Excerpts from a detection dataset
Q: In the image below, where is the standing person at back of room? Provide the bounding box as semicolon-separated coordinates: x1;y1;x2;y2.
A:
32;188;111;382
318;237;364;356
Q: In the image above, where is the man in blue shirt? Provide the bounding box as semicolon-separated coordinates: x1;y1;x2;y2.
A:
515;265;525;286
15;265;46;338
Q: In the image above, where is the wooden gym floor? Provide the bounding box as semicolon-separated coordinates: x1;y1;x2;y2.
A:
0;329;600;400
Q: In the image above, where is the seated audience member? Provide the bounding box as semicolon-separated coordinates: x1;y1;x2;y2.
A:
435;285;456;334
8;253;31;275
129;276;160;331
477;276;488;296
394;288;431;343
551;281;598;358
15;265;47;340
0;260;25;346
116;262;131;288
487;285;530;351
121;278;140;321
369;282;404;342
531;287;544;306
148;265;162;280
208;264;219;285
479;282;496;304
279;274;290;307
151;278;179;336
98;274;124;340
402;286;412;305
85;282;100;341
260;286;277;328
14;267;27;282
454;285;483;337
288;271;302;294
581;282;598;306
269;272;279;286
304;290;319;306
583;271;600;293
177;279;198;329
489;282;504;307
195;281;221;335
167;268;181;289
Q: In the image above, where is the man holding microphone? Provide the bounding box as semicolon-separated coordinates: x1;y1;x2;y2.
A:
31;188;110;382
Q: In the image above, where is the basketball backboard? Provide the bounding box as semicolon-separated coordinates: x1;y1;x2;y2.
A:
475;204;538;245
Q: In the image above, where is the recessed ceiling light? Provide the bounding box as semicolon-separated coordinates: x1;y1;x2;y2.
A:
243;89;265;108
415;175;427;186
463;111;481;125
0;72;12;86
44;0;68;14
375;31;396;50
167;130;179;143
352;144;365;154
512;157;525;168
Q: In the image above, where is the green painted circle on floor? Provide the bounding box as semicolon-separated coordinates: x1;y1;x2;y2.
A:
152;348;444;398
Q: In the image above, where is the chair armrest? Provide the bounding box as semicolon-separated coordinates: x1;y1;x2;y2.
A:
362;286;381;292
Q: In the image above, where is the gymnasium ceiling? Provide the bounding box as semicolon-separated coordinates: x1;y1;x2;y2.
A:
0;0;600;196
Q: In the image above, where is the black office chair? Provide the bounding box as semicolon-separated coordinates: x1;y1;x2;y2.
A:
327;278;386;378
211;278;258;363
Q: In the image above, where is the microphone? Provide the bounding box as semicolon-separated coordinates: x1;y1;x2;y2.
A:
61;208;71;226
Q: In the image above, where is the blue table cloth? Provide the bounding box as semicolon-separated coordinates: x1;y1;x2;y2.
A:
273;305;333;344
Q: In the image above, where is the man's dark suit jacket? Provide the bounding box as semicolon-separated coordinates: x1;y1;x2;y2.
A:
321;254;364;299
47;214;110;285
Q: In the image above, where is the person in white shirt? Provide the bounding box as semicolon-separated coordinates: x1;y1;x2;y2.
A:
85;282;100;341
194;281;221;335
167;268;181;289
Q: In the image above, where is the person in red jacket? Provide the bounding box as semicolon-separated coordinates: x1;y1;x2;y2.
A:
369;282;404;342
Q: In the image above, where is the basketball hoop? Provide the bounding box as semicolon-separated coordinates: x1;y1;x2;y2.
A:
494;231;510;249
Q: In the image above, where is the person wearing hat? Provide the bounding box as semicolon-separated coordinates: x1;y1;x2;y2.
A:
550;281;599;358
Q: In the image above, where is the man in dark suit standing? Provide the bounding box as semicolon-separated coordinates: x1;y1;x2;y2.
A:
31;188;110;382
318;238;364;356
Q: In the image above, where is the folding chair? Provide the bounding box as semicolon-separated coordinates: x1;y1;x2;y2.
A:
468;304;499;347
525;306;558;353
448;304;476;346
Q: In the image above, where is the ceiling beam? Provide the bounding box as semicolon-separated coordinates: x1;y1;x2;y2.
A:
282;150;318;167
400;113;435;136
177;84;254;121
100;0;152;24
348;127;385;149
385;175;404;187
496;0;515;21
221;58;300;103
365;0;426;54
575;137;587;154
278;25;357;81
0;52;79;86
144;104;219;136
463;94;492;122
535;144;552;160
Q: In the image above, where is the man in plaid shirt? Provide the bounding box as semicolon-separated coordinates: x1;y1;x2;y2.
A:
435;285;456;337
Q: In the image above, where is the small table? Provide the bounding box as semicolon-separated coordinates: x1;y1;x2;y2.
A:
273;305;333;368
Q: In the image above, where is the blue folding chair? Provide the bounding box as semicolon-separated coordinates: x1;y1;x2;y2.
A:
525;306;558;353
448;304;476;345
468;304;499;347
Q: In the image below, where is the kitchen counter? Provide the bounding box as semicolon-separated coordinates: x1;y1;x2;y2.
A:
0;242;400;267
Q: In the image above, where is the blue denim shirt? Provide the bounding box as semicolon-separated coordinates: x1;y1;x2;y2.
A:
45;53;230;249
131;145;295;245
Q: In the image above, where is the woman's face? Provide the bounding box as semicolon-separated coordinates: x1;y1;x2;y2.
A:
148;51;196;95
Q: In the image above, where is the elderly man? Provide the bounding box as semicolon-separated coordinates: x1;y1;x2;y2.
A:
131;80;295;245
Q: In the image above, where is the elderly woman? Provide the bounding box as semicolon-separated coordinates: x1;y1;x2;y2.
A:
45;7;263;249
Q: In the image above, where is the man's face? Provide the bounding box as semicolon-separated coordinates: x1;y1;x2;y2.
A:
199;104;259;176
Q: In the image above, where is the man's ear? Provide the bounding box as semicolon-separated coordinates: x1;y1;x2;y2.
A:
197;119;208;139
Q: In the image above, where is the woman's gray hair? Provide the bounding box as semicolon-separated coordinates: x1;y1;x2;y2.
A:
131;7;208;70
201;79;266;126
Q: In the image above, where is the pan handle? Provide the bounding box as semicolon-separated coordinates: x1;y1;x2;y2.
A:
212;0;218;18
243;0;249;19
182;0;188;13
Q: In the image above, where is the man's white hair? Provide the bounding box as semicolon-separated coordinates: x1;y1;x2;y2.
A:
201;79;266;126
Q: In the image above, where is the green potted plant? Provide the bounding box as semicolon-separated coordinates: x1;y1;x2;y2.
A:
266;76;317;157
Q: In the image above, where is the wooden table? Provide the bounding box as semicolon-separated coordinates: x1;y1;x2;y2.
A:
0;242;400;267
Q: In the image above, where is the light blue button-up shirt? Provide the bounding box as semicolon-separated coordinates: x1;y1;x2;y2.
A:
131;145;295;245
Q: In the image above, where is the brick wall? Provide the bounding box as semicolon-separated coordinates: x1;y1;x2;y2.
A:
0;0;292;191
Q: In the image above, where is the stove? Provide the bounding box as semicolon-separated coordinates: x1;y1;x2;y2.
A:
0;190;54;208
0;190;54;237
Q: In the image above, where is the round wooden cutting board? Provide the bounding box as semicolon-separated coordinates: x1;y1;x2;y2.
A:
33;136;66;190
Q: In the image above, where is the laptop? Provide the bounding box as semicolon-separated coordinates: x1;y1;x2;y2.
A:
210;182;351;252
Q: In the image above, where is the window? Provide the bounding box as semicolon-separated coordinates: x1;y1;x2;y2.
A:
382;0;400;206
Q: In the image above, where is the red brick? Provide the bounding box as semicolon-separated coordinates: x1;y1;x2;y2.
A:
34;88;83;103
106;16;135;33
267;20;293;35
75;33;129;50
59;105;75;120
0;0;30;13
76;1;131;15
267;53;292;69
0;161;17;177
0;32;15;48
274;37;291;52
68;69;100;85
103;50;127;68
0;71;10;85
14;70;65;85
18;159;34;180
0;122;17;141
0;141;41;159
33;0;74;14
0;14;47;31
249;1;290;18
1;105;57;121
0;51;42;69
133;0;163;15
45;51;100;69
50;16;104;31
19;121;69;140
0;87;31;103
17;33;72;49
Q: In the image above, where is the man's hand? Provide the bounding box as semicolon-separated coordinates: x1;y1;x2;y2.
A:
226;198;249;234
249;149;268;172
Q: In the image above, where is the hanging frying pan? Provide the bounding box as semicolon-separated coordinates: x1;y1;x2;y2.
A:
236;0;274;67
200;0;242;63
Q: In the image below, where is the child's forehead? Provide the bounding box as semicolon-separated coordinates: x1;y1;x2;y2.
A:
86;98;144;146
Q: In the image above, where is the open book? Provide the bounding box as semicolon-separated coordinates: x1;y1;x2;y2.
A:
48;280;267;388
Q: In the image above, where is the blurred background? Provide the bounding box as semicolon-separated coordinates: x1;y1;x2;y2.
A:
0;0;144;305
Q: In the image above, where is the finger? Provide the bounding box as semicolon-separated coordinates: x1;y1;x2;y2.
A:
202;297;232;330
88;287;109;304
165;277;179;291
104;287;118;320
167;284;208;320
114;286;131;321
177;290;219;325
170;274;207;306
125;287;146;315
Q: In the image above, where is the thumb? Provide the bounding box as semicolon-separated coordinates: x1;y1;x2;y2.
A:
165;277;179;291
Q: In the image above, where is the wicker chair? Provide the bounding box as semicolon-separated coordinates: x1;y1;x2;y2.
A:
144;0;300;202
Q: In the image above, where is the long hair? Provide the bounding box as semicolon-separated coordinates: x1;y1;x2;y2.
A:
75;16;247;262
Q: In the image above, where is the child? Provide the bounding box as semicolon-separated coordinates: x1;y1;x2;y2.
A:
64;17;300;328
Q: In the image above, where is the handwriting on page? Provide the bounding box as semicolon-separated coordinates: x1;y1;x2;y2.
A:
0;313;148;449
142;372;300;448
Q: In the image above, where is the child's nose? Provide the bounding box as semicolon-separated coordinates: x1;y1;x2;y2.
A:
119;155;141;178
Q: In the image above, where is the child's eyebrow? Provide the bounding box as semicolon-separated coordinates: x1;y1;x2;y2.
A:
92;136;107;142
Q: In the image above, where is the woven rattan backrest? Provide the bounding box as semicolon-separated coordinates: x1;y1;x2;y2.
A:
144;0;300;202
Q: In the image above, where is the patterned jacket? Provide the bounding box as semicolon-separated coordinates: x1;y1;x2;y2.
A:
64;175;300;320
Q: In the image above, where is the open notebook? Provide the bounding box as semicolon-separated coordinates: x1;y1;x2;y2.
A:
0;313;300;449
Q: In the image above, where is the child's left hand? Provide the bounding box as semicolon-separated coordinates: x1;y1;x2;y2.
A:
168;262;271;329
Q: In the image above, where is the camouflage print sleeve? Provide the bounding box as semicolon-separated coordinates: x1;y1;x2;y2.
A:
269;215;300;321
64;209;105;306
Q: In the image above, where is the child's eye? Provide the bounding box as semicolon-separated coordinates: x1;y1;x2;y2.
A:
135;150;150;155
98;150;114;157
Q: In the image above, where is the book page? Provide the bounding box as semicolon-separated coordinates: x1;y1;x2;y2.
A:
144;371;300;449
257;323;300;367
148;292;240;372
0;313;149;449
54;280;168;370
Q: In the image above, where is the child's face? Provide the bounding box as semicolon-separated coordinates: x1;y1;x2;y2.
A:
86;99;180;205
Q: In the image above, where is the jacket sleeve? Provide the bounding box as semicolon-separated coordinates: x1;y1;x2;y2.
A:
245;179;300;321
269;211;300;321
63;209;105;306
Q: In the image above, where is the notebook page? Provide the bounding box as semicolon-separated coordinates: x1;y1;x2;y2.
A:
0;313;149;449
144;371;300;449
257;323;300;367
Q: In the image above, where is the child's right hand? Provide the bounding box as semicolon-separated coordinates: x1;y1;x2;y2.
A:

* **What to produce**
Rewrite the part of the listing that opens with the line containing "Q: In the image above, where is the man's white" and closes with the line containing "382;0;400;206", swapping "wooden table" for "wooden desk" and leaving everything else unchanged.

* **The output**
Q: In the image above, where is the man's white hair? Provide the bounding box as semicolon-separated coordinates: x1;y1;x2;y2.
A:
201;79;266;126
Q: In the image above, where is the green potted plant? Provide the bounding box as semicolon-separated coordinates: x1;y1;x2;y2.
A:
266;76;317;157
Q: In the image above, where is the wooden desk? Provide the bounding box as semicolon-separated coordinates: x1;y1;x2;y2.
A:
0;242;400;267
Q: In the image above, where is the light blue button-up shirt? Provide the bounding box as semicolon-separated coordinates: x1;y1;x2;y2.
A:
131;145;295;245
Q: In the image above, where is the brick wall? Provide the bounding box as semicolon-separated coordinates: x1;y1;x2;y2.
A:
0;0;292;191
Q: In the image above, where is the stove? Provide the bounding box as semicolon-separated coordinates: x1;y1;x2;y2.
A:
0;190;54;208
0;190;54;237
Q: In the image above, where is the round wooden cutting board? Provide the bounding box as semicolon-separated coordinates: x1;y1;x2;y2.
A:
33;136;66;190
Q: In the image above, where is the laptop? Provide the bounding box as semicolon-separated coordinates: x1;y1;x2;y2.
A:
210;182;351;252
Q: In the image above, where is the window? Provide the bounding box as semicolon-separated coordinates: x1;y1;x2;y2.
A:
382;0;400;206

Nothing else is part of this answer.